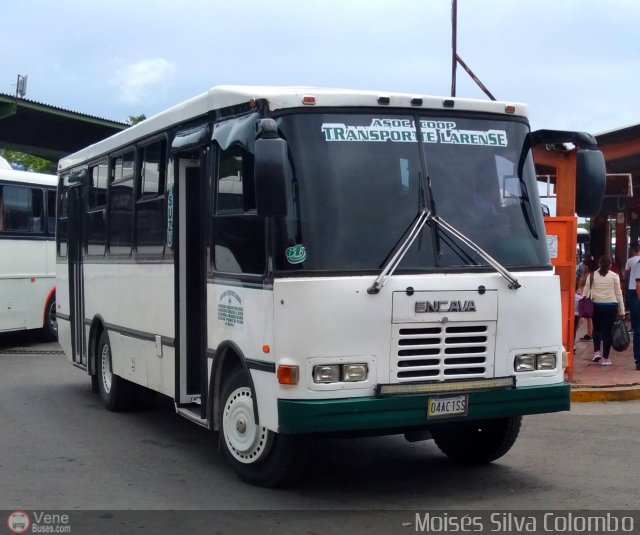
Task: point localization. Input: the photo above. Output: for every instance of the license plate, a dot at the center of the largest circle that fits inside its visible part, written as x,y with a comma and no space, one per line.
443,406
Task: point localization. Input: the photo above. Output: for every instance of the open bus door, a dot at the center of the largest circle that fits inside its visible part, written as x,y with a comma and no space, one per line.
189,152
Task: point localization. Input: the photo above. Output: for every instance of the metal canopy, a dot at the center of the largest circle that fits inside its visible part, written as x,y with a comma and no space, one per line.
47,131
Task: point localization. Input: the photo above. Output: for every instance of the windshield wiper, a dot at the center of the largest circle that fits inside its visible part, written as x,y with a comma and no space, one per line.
423,217
513,282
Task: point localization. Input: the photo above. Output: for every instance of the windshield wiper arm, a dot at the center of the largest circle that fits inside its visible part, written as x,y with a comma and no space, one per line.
513,282
395,260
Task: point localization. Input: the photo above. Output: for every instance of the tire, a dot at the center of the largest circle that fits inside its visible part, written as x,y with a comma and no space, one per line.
116,392
50,326
259,456
478,442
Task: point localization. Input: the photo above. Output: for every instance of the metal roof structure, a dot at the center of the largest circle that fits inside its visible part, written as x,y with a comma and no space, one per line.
47,131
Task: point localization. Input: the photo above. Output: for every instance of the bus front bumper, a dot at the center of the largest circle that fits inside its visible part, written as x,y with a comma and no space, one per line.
404,412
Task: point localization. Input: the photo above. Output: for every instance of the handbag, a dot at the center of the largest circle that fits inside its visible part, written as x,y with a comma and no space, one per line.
585,304
620,339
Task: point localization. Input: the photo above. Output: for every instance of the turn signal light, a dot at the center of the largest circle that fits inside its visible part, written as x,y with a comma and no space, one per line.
288,374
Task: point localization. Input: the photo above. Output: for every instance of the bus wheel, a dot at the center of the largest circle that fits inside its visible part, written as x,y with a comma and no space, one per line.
50,327
116,392
259,456
478,442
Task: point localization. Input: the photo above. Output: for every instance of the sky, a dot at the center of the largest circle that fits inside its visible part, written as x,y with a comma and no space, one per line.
576,63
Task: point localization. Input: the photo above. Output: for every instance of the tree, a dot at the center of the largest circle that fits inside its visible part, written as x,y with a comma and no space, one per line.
28,162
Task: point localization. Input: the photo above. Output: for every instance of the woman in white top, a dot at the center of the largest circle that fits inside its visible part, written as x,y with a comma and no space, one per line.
605,292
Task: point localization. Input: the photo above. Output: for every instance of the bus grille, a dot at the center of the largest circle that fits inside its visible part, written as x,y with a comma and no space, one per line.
438,352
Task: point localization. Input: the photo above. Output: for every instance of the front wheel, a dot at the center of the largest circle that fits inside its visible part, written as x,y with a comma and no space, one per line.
478,442
116,392
259,456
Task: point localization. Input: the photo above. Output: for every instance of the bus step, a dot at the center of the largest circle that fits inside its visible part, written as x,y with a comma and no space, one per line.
192,413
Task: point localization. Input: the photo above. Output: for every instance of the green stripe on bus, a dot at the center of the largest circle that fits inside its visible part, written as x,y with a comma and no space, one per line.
406,411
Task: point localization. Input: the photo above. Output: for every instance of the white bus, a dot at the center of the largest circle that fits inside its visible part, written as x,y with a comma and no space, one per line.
27,251
293,262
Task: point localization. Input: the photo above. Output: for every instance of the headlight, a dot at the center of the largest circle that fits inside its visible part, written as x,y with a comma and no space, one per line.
326,373
535,361
335,373
547,361
525,363
352,373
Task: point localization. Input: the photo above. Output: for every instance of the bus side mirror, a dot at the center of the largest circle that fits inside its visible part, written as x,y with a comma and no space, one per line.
590,182
271,171
78,178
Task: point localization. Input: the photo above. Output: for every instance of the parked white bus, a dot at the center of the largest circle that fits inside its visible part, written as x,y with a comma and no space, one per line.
27,251
291,262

[What you should do]
Exactly as written, give the line containing "bus step, a" and all remaining lines of the records.

[Answer to this exercise]
Task: point localization. Input: the photo above. Output: for every instance of the bus step, a dot at the center of the largest circle that fits inside its visible part, written as x,y with a comma and no space, one per line.
192,413
Task: point localization. Input: the photo above. Output: for every instance of the green stripe on bus, a dot at the center of the largest circle that fits inside its visible part, written as x,y with a comma and no space, one per line.
406,411
Task: point localization. Input: the photo above. Output: for every instance of the white bus, a dot at the center of the largest circle that fits inside its visible part, written as x,y with a comma and no space, one per line.
27,251
293,262
Task: point localization. Input: the photo above. Output: for every instance of the headlight, a dot at the center of the largest circle that fits inside its visible part, written as x,y with a comma and no space, one per line.
326,373
535,361
335,373
547,361
525,363
352,373
Task: point localization. Input: the photo above. Output: for every instance of the bus side mirror, a dot at the center of the largest circle that fits inside its visible part, written as x,y with a comma and no space, one per line.
590,182
271,171
78,178
Task: point localization. Input: the photo above. Output: for every instance of the parked white bus, a dot at the center of the largest circle that fits inside its visible part, written as x,y with a comma and no space, one per line.
27,251
291,262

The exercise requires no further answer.